_Task to complete_: Some lines below hold "woman". Pick them out and copy them.
━━ Information supplied ━━
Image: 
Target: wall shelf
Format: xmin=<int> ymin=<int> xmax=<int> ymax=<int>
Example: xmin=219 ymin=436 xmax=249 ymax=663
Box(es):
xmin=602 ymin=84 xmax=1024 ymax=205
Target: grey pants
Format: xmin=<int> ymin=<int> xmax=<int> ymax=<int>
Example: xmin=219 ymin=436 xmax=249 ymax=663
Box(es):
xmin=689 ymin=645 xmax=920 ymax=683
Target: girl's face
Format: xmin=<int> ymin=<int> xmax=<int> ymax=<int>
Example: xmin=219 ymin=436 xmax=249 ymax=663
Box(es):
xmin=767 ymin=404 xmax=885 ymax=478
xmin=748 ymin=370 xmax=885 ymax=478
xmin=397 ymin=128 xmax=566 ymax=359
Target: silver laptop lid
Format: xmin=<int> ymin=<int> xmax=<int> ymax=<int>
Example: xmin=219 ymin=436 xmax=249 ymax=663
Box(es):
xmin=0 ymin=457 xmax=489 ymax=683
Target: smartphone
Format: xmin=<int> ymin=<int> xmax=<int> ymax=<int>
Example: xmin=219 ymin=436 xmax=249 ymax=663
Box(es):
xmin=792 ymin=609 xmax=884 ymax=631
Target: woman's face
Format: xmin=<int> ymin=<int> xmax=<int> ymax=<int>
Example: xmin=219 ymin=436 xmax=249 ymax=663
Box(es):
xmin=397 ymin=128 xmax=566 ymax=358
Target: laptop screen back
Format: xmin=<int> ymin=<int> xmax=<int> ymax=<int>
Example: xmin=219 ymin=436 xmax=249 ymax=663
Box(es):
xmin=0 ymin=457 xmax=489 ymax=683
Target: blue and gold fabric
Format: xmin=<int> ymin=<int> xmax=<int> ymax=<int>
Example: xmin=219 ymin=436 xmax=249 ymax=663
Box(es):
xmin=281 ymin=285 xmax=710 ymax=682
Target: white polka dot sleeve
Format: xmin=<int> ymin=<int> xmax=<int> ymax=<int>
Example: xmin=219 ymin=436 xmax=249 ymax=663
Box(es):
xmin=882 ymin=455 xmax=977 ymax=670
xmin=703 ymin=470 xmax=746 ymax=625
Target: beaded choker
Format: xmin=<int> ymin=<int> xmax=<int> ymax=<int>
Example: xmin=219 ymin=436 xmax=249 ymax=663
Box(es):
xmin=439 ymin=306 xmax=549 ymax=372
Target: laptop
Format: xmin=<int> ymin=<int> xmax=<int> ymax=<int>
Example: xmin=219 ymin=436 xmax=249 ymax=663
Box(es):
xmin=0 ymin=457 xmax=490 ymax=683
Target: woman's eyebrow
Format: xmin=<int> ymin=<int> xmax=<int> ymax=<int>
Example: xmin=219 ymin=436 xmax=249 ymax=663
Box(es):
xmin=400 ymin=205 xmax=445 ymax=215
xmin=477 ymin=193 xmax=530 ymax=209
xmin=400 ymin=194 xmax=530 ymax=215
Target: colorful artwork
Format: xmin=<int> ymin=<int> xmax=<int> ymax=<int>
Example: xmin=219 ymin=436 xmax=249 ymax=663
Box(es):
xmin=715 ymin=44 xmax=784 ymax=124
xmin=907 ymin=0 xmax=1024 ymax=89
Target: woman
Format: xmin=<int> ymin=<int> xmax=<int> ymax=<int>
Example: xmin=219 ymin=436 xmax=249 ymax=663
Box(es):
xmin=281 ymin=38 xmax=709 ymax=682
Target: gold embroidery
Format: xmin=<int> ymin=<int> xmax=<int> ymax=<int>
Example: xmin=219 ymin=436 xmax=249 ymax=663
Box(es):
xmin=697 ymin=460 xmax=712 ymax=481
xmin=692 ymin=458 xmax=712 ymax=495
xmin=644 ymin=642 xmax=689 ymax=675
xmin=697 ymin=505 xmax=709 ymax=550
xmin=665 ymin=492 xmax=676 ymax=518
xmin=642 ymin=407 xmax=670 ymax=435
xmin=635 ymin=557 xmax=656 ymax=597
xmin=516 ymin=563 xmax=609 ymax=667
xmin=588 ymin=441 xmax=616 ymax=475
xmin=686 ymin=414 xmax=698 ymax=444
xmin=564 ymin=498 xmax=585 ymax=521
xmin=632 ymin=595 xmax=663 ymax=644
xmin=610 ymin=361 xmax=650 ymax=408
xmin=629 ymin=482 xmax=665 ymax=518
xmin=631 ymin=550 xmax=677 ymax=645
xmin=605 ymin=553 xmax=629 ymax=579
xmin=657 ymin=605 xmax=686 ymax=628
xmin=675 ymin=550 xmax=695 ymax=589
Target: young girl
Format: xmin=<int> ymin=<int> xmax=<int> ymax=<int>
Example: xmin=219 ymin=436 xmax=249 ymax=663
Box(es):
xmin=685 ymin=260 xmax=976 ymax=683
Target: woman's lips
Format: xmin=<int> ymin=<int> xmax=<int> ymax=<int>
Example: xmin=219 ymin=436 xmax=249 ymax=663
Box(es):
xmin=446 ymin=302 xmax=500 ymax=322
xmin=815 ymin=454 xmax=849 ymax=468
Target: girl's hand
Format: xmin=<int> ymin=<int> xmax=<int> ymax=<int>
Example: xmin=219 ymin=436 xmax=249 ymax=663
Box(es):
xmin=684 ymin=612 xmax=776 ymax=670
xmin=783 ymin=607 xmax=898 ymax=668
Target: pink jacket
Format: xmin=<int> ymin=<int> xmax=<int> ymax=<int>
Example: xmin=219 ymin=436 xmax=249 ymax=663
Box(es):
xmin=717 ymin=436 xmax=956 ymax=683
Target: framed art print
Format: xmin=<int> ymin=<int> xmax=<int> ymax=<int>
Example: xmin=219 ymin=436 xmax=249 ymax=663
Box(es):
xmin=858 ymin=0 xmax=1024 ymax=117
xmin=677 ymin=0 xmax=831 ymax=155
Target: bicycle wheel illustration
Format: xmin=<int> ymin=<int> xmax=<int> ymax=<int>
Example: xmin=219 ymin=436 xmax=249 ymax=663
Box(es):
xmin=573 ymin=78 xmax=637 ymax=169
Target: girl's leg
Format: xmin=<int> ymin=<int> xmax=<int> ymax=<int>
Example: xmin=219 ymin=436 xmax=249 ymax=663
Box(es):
━━━
_Response for this exercise_:
Target: woman's face
Target: woman's eyebrow
Target: woman
Target: woman's lips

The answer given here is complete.